• [TASK] In the records below, take the part that opens with the line containing "Where can the overhead" and closes with the line containing "Target: overhead cable", both lines included, and output it as a JSON list of strings with one string per line and blank lines left out.

• [DATA TO PROCESS]
__________________________________________________

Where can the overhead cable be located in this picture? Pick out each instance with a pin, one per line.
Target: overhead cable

__________________________________________________

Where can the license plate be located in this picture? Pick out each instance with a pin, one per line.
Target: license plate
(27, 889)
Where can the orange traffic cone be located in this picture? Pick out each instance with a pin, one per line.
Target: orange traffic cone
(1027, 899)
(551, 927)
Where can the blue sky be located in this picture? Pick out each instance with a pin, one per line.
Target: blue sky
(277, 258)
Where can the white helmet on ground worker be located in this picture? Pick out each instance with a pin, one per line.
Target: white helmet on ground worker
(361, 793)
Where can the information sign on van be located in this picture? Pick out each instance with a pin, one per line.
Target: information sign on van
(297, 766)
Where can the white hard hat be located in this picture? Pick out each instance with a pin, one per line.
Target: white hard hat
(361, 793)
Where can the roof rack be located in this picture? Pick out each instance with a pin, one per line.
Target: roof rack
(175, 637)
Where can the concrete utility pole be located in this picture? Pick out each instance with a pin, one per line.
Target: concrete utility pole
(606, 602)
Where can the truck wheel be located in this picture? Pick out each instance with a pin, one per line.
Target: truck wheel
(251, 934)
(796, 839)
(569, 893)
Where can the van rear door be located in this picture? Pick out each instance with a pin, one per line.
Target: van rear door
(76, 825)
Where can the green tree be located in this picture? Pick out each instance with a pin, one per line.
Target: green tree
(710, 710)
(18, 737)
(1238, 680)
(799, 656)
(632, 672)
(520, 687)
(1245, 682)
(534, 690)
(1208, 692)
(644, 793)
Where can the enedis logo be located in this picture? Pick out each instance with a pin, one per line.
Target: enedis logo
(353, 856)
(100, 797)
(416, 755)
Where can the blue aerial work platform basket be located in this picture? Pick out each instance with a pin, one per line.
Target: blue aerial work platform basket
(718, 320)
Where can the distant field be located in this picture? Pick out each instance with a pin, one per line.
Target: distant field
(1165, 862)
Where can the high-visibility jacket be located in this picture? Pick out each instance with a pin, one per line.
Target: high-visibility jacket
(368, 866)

__________________________________________________

• [RESPONSE FOR THIS EXERCISE]
[
  "Where can the overhead cable be located in this picture? Pick out each instance with a pin, one per line.",
  "Target: overhead cable"
]